Copy out the passage below about a calling that keeps calling, word for word and in full.

**** EXTRACT TO READ ****

Stuff happened. It knocked me off my groove, and I have remained in a state of being off my groove for several years now. And like somebody dangling off a rope trying desperately to scramble back up, I’ve been twisting in the wind, trying one thing after another to get something—anything—to work. It’s kept my head above water… mostly… but it has not led to success. And it has definitely not led to satisfaction.


But a few days ago, I happened on a tweet, nearly swamped in all the World Being So Much With Us right now, but that jumped out at me like an electric spark.


If it's your calling, it will keep calling you.

If it’s your calling, it will keep calling you.


I have ADHD. I can hyperfocus for bursts, but repeated, sustained effort is often difficult for me to maintain. But in all the noise, chaos, new shiny things to chase, and so on, there are two things that keep calling me: art and writing, writing and art. They wax and wane seasonally—I’m usually way more into art in the warm months and way more into writing when it’s colder—but they’re both always there.

**** DATA ROWS ****

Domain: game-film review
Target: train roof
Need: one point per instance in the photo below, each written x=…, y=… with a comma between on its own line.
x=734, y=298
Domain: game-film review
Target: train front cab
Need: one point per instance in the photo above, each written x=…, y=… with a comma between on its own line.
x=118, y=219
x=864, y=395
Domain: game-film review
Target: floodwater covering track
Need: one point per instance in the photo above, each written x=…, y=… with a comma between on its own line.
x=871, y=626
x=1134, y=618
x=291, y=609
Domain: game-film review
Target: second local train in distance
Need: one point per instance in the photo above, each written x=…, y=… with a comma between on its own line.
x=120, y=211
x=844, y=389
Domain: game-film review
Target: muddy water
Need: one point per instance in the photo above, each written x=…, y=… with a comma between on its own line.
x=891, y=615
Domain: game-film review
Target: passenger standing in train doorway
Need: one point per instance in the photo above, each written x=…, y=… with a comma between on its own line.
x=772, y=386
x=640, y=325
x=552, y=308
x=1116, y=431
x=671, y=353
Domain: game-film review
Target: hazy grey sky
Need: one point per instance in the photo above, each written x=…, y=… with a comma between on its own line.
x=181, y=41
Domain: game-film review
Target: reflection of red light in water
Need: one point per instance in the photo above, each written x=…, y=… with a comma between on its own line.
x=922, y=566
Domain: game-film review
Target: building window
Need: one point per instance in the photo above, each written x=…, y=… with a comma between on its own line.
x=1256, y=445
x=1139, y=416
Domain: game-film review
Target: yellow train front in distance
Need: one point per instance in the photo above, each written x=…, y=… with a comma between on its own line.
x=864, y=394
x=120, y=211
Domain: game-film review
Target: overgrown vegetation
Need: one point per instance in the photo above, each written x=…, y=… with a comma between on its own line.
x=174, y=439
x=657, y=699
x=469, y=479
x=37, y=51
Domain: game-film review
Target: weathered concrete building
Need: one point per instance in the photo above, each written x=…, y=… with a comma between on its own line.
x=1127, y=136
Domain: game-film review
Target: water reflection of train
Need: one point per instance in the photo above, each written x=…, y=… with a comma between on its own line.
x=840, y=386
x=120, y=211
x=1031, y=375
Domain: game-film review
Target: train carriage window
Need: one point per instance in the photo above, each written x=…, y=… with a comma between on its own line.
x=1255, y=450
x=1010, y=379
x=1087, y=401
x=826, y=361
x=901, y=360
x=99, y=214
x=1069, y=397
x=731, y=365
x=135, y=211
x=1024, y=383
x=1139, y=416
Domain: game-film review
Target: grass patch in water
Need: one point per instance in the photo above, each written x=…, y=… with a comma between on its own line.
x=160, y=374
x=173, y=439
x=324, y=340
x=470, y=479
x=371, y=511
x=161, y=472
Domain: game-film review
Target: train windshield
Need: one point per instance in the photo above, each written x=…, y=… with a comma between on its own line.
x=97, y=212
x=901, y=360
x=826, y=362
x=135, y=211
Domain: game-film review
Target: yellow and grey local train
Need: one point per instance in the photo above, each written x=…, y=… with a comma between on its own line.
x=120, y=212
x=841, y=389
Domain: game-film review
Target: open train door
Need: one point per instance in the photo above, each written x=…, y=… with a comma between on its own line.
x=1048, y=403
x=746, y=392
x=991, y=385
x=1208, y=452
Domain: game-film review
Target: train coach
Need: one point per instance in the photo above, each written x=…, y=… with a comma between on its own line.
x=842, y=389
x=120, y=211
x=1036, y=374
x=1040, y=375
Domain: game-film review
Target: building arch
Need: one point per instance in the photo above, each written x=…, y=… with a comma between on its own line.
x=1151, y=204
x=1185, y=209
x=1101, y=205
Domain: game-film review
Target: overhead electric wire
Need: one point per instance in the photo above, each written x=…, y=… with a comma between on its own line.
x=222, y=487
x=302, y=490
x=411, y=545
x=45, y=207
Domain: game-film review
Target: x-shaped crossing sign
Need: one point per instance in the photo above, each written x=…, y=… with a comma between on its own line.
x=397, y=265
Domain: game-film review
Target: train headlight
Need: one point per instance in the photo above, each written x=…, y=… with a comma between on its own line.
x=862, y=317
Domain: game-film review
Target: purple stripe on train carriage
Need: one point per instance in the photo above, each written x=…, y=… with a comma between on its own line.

****

■ **ANSWER TO THE PROBLEM**
Stuff happened. It knocked me off my groove, and I have remained in a state of being off my groove for several years now. And like somebody dangling off a rope trying desperately to scramble back up, I’ve been twisting in the wind, trying one thing after another to get something—anything—to work. It’s kept my head above water… mostly… but it has not led to success. And it has definitely not led to satisfaction.


But a few days ago, I happened on a tweet, nearly swamped in all the World Being So Much With Us right now, but that jumped out at me like an electric spark.


If it's your calling, it will keep calling you.

If it’s your calling, it will keep calling you.


I have ADHD. I can hyperfocus for bursts, but repeated, sustained effort is often difficult for me to maintain. But in all the noise, chaos, new shiny things to chase, and so on, there are two things that keep calling me: art and writing, writing and art. They wax and wane seasonally—I’m usually way more into art in the warm months and way more into writing when it’s colder—but they’re both always there.